Task prompt: Rewrite the records from the line with "The required result" up to and including the line with "box: [40, 153, 87, 182]", swapping "exact mask" for "precise mask" and leaving everything else unchanged.

Data shown:
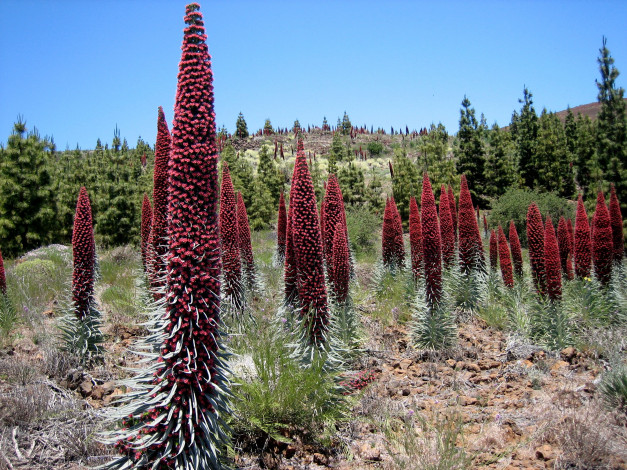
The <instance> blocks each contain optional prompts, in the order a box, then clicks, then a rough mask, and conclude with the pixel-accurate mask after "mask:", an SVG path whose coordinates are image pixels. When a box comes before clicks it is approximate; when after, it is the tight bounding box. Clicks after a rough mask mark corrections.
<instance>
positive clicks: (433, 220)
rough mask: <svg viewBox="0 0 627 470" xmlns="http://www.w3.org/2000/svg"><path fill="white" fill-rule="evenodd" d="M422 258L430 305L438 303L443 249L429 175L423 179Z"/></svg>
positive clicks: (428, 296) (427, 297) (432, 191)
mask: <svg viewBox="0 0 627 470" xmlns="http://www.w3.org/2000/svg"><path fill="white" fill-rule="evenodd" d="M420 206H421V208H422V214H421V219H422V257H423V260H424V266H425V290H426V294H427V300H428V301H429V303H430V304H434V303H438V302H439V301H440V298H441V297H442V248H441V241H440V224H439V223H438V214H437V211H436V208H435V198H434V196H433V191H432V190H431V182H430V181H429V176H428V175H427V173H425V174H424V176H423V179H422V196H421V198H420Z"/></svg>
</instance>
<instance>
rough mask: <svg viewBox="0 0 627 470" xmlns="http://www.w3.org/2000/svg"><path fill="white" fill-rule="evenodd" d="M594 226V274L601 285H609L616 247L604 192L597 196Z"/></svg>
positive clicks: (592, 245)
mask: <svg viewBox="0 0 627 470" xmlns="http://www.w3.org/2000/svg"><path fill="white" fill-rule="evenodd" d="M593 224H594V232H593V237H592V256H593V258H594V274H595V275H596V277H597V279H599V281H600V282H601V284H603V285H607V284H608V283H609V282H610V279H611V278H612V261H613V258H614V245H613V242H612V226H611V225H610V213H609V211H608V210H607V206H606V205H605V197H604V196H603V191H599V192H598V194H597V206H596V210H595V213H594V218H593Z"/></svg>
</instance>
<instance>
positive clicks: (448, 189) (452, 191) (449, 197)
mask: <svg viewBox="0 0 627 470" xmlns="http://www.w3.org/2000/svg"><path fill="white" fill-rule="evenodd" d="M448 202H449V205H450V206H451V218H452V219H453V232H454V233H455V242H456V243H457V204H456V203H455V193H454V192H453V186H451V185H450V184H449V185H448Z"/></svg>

---

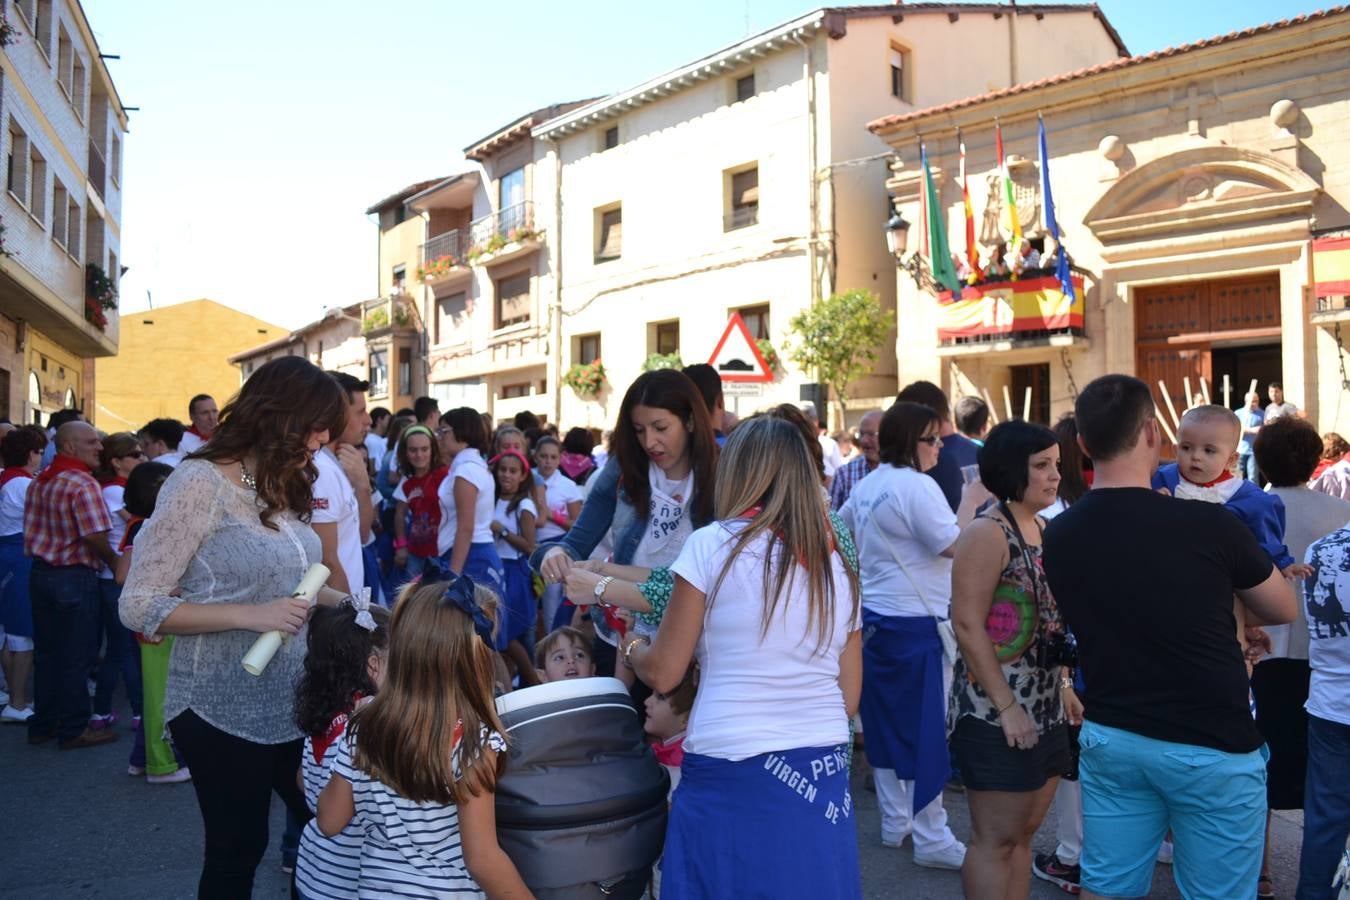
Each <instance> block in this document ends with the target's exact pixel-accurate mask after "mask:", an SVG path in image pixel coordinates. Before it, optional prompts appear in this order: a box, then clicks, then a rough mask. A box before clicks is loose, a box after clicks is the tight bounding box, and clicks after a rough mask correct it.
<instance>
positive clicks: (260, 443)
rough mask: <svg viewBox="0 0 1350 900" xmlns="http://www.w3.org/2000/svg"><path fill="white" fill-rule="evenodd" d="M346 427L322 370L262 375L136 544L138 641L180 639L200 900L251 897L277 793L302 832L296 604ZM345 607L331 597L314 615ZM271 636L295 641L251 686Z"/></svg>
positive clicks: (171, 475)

...

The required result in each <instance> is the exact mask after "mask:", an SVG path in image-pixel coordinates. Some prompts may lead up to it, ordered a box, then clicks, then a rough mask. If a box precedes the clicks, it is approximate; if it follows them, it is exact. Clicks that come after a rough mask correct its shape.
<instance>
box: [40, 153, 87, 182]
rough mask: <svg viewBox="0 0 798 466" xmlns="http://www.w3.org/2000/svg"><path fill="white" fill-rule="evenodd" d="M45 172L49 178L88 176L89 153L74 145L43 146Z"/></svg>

Response area:
The required result in each <instance> is the precise mask after "mask:", an SVG path in image-pixel coordinates. Some prompts may lead up to it, ordered a box, then clicks, then a rough mask. If a box precedes the clicks, it is approximate; if it follows them, it is exact. Clicks that come after a rough mask correct its shape.
<instance>
box: [40, 153, 87, 182]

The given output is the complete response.